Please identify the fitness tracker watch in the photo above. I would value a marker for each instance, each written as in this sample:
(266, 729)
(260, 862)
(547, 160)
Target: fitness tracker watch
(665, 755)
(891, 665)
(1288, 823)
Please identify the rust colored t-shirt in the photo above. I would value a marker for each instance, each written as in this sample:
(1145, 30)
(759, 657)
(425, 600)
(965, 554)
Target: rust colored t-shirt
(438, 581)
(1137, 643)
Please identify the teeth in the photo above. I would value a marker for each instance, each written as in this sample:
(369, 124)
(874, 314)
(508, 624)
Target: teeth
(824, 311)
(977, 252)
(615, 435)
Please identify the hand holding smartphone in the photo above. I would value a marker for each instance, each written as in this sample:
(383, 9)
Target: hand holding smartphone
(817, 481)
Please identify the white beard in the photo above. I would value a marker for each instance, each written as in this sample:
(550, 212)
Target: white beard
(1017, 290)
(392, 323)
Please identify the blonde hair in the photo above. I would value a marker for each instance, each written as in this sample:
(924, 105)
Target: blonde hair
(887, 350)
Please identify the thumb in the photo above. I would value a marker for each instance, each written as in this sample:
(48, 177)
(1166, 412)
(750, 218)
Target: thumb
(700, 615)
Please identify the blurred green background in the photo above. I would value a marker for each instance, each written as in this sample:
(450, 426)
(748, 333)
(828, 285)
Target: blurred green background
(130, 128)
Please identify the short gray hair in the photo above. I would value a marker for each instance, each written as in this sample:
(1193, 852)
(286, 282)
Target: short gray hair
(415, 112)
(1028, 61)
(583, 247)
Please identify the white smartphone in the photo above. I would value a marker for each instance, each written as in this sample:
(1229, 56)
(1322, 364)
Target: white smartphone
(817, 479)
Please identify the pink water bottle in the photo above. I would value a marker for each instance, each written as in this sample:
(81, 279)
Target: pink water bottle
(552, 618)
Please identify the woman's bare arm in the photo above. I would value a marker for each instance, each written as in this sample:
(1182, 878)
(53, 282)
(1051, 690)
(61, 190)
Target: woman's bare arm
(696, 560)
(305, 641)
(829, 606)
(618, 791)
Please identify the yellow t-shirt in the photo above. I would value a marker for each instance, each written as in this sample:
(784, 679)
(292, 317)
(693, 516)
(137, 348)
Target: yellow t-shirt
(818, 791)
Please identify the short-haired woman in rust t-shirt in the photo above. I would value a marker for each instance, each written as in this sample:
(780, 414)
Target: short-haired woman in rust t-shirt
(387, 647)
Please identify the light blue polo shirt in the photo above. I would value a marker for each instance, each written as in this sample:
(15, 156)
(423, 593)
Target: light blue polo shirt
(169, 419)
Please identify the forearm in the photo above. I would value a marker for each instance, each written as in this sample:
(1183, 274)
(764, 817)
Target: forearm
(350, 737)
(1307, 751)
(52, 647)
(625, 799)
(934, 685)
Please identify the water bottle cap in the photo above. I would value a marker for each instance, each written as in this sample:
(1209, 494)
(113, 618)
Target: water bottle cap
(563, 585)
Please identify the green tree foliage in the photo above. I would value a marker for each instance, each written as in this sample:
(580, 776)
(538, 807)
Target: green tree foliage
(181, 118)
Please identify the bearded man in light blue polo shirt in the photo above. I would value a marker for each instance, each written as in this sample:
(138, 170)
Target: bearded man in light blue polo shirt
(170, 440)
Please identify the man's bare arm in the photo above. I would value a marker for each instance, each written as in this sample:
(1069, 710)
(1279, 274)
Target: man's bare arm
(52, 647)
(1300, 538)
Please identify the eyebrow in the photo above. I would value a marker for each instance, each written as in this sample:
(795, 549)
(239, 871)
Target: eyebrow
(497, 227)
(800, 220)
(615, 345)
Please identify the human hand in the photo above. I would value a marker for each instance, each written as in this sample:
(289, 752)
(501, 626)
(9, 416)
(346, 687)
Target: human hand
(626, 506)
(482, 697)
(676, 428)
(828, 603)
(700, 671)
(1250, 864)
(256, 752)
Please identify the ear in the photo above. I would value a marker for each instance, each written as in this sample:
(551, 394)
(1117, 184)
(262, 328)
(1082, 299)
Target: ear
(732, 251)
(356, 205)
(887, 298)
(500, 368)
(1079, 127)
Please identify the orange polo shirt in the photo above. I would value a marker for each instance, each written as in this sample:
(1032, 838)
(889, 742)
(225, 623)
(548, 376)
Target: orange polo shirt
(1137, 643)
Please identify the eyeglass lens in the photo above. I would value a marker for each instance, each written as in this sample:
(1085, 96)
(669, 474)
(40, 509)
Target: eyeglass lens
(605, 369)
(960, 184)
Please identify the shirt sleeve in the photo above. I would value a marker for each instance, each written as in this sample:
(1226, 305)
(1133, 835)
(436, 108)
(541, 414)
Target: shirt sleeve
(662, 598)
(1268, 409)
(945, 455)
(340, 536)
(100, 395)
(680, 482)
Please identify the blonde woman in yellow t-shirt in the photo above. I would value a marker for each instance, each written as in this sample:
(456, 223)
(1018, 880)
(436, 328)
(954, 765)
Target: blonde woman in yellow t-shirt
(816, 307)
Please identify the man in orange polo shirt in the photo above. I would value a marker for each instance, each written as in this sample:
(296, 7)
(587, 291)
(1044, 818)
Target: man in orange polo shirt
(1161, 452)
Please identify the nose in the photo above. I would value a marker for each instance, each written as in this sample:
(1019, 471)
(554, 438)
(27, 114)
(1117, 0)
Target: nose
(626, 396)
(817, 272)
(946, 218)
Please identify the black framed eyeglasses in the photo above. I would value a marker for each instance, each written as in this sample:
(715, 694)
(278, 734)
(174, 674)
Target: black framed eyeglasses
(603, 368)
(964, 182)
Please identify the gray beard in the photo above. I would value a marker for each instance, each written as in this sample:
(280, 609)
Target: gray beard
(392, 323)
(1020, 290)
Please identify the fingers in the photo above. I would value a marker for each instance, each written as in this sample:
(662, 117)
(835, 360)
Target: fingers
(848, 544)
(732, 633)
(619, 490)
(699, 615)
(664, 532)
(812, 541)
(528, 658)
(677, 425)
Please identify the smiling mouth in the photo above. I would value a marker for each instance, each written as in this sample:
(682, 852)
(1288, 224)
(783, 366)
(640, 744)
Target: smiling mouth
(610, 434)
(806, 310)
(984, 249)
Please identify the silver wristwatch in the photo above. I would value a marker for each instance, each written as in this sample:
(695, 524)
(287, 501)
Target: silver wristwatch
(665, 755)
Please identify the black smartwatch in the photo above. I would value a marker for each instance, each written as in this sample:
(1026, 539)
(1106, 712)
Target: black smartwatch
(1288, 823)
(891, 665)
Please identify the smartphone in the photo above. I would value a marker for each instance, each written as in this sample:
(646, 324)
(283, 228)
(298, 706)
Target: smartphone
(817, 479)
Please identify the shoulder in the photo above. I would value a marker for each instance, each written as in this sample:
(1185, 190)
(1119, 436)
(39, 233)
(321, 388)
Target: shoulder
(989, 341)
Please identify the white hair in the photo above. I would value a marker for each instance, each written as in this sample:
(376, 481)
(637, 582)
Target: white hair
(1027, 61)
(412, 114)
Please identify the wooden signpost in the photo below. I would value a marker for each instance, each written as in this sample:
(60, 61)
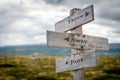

■ ■ ■ ■ ■

Rewrite every line of the items above as a numbered list, leaving out blank lines and the pictures.

1. Please identify the fitness tracker watch in the photo above. I would value a marker for each instance, each written as in this sample:
2. (266, 729)
3. (260, 862)
4. (547, 160)
5. Target: fitness tracker watch
6. (665, 755)
7. (891, 665)
8. (1288, 823)
9. Please identify the rust colored t-shirt in the photo above. I would value a marker for each instance, each written as in this sample:
10. (1145, 30)
11. (759, 657)
12. (425, 600)
13. (965, 554)
14. Target: rust colored t-shirt
15. (438, 581)
16. (1137, 643)
17. Please identify the teeth in the photo above. I would value a marker for each instance, each written as in this sample:
18. (369, 124)
19. (874, 314)
20. (508, 624)
21. Target: teeth
22. (824, 311)
23. (977, 252)
24. (615, 435)
25. Please identify the hand holding smartphone in the photo above. I would value a marker for each instance, each written as in this sample:
26. (383, 9)
27. Target: hand holding smartphone
28. (817, 481)
29. Please identify the white beard in the photo above. I would value a marker for each instance, each written as in this sample:
30. (550, 212)
31. Target: white beard
32. (1017, 290)
33. (392, 323)
34. Please identify the blonde hair in the photo above. I would value a marker for each instance, each written as in this sample:
35. (924, 105)
36. Target: blonde hair
37. (887, 350)
38. Please identify the thumb in the photo above. I would value a marker for each instance, each written as in this sample:
39. (48, 177)
40. (1166, 412)
41. (750, 218)
42. Target: thumb
43. (700, 615)
44. Please identify the blurred green background in the photo above. I would value a marker for each instance, each written as in this sample:
45. (450, 426)
46. (748, 333)
47. (828, 285)
48. Target: blurred green background
49. (130, 128)
50. Please identify the short gray hair in the photo above. I would value a marker for each instance, each written as in this sample:
51. (1193, 852)
52. (286, 282)
53. Target: short gray hair
54. (415, 112)
55. (1028, 61)
56. (583, 247)
57. Please identify the white smartphone in the photo above. I would value a marker for each instance, each written as in this sample:
58. (1229, 56)
59. (1322, 364)
60. Target: white smartphone
61. (817, 479)
62. Please identify the pink water bottle in the photo above. I would value a marker for each instance, each written as in this sample:
63. (81, 279)
64. Target: pink water bottle
65. (552, 618)
66. Please identify the woman's bare arm in the photo above. I would value a marker for each instance, each written as in this sample:
67. (1182, 878)
68. (53, 282)
69. (1051, 690)
70. (61, 190)
71. Target: woman's bare arm
72. (696, 560)
73. (305, 641)
74. (829, 606)
75. (618, 791)
76. Please identify the yellow t-shirt in the photo above. I would value a marker for each instance, each written as in this sample:
77. (784, 679)
78. (292, 317)
79. (693, 516)
80. (137, 348)
81. Target: yellow t-shirt
82. (818, 791)
83. Please identify the short-haired woman in rust t-shirt in the photo above. I would value a marker for each instance, each written as in this sample:
84. (780, 414)
85. Target: short-haired woman in rust t-shirt
86. (387, 647)
87. Please identify the light blue polo shirt in the photo above. I would value a marker for each instance, each written as in this sample:
88. (15, 156)
89. (423, 593)
90. Target: light blue polo shirt
91. (169, 419)
92. Please identify the forearm in the photo above. I would value a marker for each instance, each written as in this sample:
93. (1183, 274)
94. (764, 817)
95. Target: forearm
96. (350, 737)
97. (1307, 751)
98. (52, 647)
99. (625, 799)
100. (934, 685)
101. Please identify the water bottle cap in the photo above. I would value a marker for each instance, each written as in this sample:
102. (1209, 494)
103. (113, 618)
104. Target: water bottle cap
105. (563, 585)
106. Please identify the green tree foliage in the photo above. I would value a marker for each instance, each written as in this sample:
107. (580, 776)
108. (538, 807)
109. Target: green tree foliage
110. (181, 118)
111. Please identify the bearded man in light blue polo shirt in the photo above. I would value a marker for each instance, each written as in this sample:
112. (138, 170)
113. Target: bearded man in light blue polo shirt
114. (170, 440)
115. Please identify the man's bare arm in the photo above. I would value a marker for each instance, each written as in this sample:
116. (1069, 710)
117. (1279, 274)
118. Target: man's bare arm
119. (52, 647)
120. (1300, 538)
121. Please identify the eyebrow in the photo above. I would value a marker for each instance, each written as in this sample:
122. (795, 549)
123. (239, 871)
124. Target: eyebrow
125. (497, 227)
126. (800, 220)
127. (615, 345)
128. Please identify the human hand in the photo above. I would value a marker for each instance, each written as in this sample:
129. (289, 752)
130. (501, 626)
131. (9, 416)
132. (346, 687)
133. Target: human hand
134. (626, 506)
135. (482, 697)
136. (676, 428)
137. (828, 603)
138. (700, 671)
139. (1250, 864)
140. (256, 752)
141. Please identify the ear in the photo above. I would value a marker for each instance, each written as in this sample:
142. (551, 394)
143. (1117, 184)
144. (262, 328)
145. (1082, 299)
146. Target: ear
147. (732, 251)
148. (356, 205)
149. (887, 298)
150. (500, 368)
151. (1079, 127)
152. Please identify the orange polo shirt in the photo above. I would value a marker for each instance, each written as in this sample:
153. (1032, 838)
154. (889, 742)
155. (225, 623)
156. (548, 376)
157. Target: orange polo shirt
158. (1137, 643)
159. Please identify the eyeglass lens in the photo above. I would value a marker for each instance, each written as in this sample:
160. (1085, 96)
161. (669, 474)
162. (40, 509)
163. Target: eyeglass lens
164. (605, 369)
165. (960, 184)
166. Please identify the shirt sleeve in the photo above. I would value a marker for each instance, each written as in this sample:
167. (1226, 305)
168. (1133, 835)
169. (436, 108)
170. (541, 414)
171. Target: shirt sleeve
172. (662, 598)
173. (1268, 409)
174. (945, 455)
175. (340, 536)
176. (100, 395)
177. (680, 482)
178. Please identify the blonde woman in yellow t-shirt in the photo above. I would value a marker for each instance, each written as in this sample:
179. (456, 223)
180. (1018, 880)
181. (436, 328)
182. (954, 765)
183. Target: blonde woman in yellow t-shirt
184. (816, 307)
185. Please identify the man in orange polo shirt in the photo above. I would value a marker for each instance, each written as in this sample:
186. (296, 7)
187. (587, 291)
188. (1044, 818)
189. Target: man in orange polo shirt
190. (1161, 452)
191. Please identify the nose in the photo above. I would value a marker for each instance, each written as in this sample:
192. (1019, 471)
193. (554, 438)
194. (27, 114)
195. (1117, 0)
196. Target: nose
197. (626, 396)
198. (817, 272)
199. (946, 218)
200. Please identify the black framed eyeglasses in the photo above. I would value a marker for each instance, each written as in this sample:
201. (715, 694)
202. (278, 734)
203. (174, 674)
204. Target: black framed eyeglasses
205. (603, 368)
206. (964, 182)
207. Please identify the gray beard in the photo above. I would value a marker for each instance, each written as in this sample:
208. (280, 609)
209. Target: gray beard
210. (392, 323)
211. (1020, 290)
212. Please identify the fingers in the photo above. I would value a marker for each instance, each written as in this sample:
213. (662, 117)
214. (835, 360)
215. Target: fingers
216. (848, 544)
217. (732, 633)
218. (619, 490)
219. (699, 615)
220. (664, 532)
221. (812, 541)
222. (528, 658)
223. (677, 425)
224. Please identify the smiling mouth in the photo above. I would value a marker for each instance, each written as in this sample:
225. (682, 852)
226. (1288, 224)
227. (783, 366)
228. (640, 744)
229. Target: smiling mouth
230. (610, 434)
231. (806, 310)
232. (984, 249)
233. Please identify the silver wristwatch in the photo above. I would value a marker for each instance, each written as in this sample:
234. (695, 524)
235. (287, 501)
236. Target: silver wristwatch
237. (665, 755)
238. Please identify the black smartwatch in the photo above. I would value a marker for each instance, each written as in this sample:
239. (1026, 539)
240. (1106, 712)
241. Target: black smartwatch
242. (1288, 823)
243. (891, 665)
244. Please identify the smartphone in the photo above. I would value a marker for each instance, each written as in this sample:
245. (646, 324)
246. (283, 228)
247. (298, 706)
248. Target: smartphone
249. (817, 479)
250. Please identify the shoulder in the photo above. I would value a marker for each instance, each written as in this sample:
251. (1185, 190)
252. (1119, 436)
253. (39, 233)
254. (321, 388)
255. Target: shoulder
256. (989, 341)
257. Please identify the white hair in the photo above. I would value a marker for each instance, each written as in this sample:
258. (376, 481)
259. (637, 582)
260. Target: white hair
261. (1027, 61)
262. (412, 114)
263. Please identify the wooden signpost in the photo below. I would value a marker for each instance, each written as in this sample:
264. (60, 61)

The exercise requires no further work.